---------- GIVEN TEXT
Near the end of the day, I received the names of two new patients who both lived in the same nursing home, and while it was close on time, I decided it would give me more flexibility toward the end of the week to see them straight away. I hadn't intended to see the newest ones but it just seemed best.
One of the two didn't seem like she wanted to talk at all. If I didn't carry the conversation, it ground to a halt. There were periods of silence. I kept trying to engage a woman who never glanced in my direction, who simply stared straight ahead. But slowly, she began to share her story and we found a moment of grace where we speak a common language of faith. We finished our visit with an old hymn and a prayer.
I called the patient's daughter afterwards to connect with family and to relate both how things went and what I observed in her mother. The daughter's response was so much more immediate than the patitent's. She was so thankful for the visit and the spiritual emphasis. She was touched that her mother and I had a moment of grace.
--------------------
---------- SOURCE INFORMATION
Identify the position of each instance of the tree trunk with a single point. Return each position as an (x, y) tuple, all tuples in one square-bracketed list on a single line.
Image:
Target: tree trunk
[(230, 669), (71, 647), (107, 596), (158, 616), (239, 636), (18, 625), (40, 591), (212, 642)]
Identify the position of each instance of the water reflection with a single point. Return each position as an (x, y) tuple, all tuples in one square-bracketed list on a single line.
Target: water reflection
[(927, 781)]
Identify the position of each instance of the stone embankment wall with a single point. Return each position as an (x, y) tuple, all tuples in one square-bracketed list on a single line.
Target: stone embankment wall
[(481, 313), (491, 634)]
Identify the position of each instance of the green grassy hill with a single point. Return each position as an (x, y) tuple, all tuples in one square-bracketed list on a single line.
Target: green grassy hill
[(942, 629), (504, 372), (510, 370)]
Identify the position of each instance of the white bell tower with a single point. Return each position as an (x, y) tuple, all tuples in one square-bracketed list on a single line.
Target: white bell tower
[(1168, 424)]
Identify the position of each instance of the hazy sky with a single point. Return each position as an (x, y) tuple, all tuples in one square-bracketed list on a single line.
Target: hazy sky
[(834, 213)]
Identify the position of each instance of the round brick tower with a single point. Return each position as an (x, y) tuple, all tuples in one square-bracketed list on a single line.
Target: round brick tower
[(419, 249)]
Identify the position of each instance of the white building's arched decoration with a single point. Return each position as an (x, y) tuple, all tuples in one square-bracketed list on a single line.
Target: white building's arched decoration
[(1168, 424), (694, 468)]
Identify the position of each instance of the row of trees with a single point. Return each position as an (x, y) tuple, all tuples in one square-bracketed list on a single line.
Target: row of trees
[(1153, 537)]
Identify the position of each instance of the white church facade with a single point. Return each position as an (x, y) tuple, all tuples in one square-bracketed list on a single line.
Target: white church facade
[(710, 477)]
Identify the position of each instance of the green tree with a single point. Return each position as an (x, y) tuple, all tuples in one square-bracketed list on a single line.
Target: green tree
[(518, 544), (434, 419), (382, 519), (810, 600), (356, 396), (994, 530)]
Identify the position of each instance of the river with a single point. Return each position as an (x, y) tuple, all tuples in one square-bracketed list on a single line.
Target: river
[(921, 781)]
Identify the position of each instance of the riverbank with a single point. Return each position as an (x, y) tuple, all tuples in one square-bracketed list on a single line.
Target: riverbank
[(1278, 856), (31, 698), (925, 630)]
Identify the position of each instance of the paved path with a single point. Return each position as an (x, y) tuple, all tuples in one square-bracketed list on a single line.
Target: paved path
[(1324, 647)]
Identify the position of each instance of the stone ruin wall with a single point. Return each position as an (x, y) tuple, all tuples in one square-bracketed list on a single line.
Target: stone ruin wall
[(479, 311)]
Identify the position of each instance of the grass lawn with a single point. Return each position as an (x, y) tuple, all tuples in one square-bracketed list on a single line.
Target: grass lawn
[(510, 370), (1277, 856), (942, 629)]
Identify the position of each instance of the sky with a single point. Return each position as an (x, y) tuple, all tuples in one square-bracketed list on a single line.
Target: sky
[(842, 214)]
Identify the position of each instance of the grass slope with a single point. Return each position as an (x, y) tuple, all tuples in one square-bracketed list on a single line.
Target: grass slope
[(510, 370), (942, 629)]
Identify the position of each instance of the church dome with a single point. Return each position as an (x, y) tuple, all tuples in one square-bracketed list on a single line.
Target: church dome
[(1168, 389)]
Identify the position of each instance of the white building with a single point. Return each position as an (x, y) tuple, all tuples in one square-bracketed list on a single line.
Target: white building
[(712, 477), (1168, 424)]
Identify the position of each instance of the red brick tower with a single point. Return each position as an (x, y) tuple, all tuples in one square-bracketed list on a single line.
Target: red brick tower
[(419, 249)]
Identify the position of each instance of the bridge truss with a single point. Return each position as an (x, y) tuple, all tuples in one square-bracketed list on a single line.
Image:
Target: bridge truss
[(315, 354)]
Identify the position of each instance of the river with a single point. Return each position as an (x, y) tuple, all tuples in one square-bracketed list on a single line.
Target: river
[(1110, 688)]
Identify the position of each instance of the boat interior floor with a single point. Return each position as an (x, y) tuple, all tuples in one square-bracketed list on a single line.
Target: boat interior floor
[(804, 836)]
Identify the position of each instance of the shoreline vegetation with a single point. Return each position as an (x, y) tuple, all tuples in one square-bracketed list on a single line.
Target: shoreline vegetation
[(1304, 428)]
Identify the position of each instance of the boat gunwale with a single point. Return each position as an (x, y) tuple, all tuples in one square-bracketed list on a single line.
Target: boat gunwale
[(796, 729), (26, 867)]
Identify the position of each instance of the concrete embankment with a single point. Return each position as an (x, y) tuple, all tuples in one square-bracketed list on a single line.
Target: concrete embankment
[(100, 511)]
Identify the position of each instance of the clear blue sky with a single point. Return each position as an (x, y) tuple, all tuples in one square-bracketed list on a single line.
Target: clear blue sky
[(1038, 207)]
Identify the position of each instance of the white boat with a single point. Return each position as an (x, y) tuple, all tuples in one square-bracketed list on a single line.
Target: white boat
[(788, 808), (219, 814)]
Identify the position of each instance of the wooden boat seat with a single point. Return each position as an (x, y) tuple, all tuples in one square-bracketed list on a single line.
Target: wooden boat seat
--------------------
Write out the account of the nursing home visit in full, reproducing every word and mark without changes. The records are separate material and have no connection to the account of the nursing home visit.

ANSWER TO THE EXERCISE:
Near the end of the day, I received the names of two new patients who both lived in the same nursing home, and while it was close on time, I decided it would give me more flexibility toward the end of the week to see them straight away. I hadn't intended to see the newest ones but it just seemed best.
One of the two didn't seem like she wanted to talk at all. If I didn't carry the conversation, it ground to a halt. There were periods of silence. I kept trying to engage a woman who never glanced in my direction, who simply stared straight ahead. But slowly, she began to share her story and we found a moment of grace where we speak a common language of faith. We finished our visit with an old hymn and a prayer.
I called the patient's daughter afterwards to connect with family and to relate both how things went and what I observed in her mother. The daughter's response was so much more immediate than the patitent's. She was so thankful for the visit and the spiritual emphasis. She was touched that her mother and I had a moment of grace.